*PROMPT 1*
In the plumbing research article below, condense the paragraph beginning "The objective of the OSKAR project" into a brief list that keeps its main facts.

*QUOTED PASSAGE*
-- begin --

Highlighting the Latest International Plumbing Research from the Netherlands: Organic Kitchen Waste in the Sewers and Smart Water Networks

As a global leader in the plumbing industry, the International Code Council has the privilege of collaborating with several international universities, academic institutions and research partners. With so many organizations making significant contributions to plumbing knowledge worldwide, staying updated with the latest research and academic findings can be challenging.

Through the Code Council’s Plumbing, Mechanical and Fuel Gas (PMG) Newsletter, we aim to spotlight these outstanding contributions from various regions, showcasing one country at a time.

Here we spotlight the cutting-edge research being undertaken in the Netherlands with Dr. Mirjam Blokker, Principal Scientist at KWR Water Research Institute (KWR). KWR is an organization in the Netherlands which seeks to build bridges between science and practice at to provide technical and social solutions.

In this edition, we share research in two fascinating areas:

1. Organic kitchen waste within sanitary drainage systems, which is relevant to the development of the Code Council’s 825 Private Sewage Disposal Systems standard that deals with residential onsite wastewater treatment and disposal systems
2. Smart water networks, which supports the need for the development of ICC 820, Standard for Water Supply and Sanitary Drainage System Performance Assessment and Data Extraction in the Built Environment

Organic Kitchen Waste in the Sewers

Within the framework of the circular economy, it is important for municipalities to make the best possible use of kitchen waste (fruit and vegetable waste, or ‘FVW’) through high-value, sustainable processing. In neighbourhoods with high-rise buildings this is practically impossible, because FVW is not collected separately. But the possibility does arise when the collection is done via wastewater.  

This project has demonstrated that, from a technical perspective, there is no impediment to using food waste disposers for a more efficient recovery of resources from wastewater. And for high-rises the collection of FVW using this technique is the solution with the lowest environmental impact.

Improved Technology for Organic Kitchen Waste

For a more efficient recovery of resources from wastewater, the resource concentrations need to be increased. This can be done by adding more organic waste to the water and by reducing the amount of water. This is the so-called ‘new water cycle,’ after being processed by a food waste disposer, FVW ends up in the sewer. Together with concentrated toilet wastewater (‘black water’), it is then digested at a wastewater treatment plant (WWTP). 

The objective of the OSKAR project – the name is the Dutch acronym for ‘organic kitchen waste via the sewer’ – was to study the possibility of using a food waste disposer in a home. This involved investigating several aspects, namely: technical (focused on the indoor sewer installations), governance (what is permitted under Dutch law) and sustainability (comparison with FVW collection through other routes). The user convenience aspect was not included. 

The research examined whether the current indoor sewer installations are capable of transporting FVW processed by a disposer. Of course, this waste must not cause clogging or any other undesirable effects and problems, such as corrosion and/or cement rot caused by Hydrogen sulfide (H2S), or increased methane emissions. The effects of FVW on the sewer system and the WWTP have been studied, but research on the indoor sewer installations has lagged. 

An experimental set-up was built in this project that included a food waste disposer, a sink and several configurations of indoor sewer installations (variations in slope, length, diameter, bends, horizontal and vertical pipes), and a wide variety of types of (mixed) foods. The  laboratory experiments showed that there are no technical impediments to the use of food waste disposers. Nevertheless, it would be advisable to confirm this through a practical, long-term pilot study. The most important framework conditions are the application of sufficient slope and compliance with existing design installation guidelines.

-- end --

*MATERIALS PROVIDED*

-- begin --

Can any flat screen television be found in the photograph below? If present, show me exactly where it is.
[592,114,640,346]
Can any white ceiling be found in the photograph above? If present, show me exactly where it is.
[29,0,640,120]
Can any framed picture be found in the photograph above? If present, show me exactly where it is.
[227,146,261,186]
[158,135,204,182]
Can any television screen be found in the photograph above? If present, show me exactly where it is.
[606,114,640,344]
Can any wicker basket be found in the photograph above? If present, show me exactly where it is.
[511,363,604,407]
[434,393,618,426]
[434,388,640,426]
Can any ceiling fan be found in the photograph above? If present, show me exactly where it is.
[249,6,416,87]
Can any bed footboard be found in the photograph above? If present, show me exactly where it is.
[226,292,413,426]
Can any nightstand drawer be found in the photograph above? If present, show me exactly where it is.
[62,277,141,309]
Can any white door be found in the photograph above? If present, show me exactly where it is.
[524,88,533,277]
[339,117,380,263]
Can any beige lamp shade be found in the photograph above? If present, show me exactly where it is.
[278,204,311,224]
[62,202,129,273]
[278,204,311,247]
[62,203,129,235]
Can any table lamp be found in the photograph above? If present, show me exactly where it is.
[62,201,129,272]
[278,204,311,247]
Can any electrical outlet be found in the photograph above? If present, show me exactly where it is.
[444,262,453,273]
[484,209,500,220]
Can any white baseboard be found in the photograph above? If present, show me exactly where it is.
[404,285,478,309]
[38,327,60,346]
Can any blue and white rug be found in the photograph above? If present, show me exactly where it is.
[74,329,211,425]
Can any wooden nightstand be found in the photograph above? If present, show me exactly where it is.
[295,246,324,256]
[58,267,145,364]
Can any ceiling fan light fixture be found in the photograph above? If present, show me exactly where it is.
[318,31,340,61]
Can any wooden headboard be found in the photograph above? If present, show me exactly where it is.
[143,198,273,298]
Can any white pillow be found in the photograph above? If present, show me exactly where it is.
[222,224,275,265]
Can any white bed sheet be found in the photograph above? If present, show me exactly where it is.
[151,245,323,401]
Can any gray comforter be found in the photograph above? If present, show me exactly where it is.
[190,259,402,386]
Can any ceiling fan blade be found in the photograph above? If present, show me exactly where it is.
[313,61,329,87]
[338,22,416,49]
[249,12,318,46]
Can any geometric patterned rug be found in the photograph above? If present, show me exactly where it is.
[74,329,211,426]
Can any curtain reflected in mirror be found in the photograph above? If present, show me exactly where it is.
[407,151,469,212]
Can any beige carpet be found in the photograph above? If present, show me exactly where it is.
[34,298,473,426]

-- end --

*PROMPT 2*
Tally the lines of the rows above that contain the string "screen", treating case as significant, and give only the number.

*FINAL ANSWER 1*
- The OSKAR project, whose name is the Dutch acronym for "organic kitchen waste via the sewer," studied whether a food waste disposer could be used in a home.
- Technical aspect: the indoor sewer installations.
- Governance aspect: what Dutch law permits.
- Sustainability aspect: comparison with collecting FVW through other routes.
- User convenience was not included.

*FINAL ANSWER 2*
2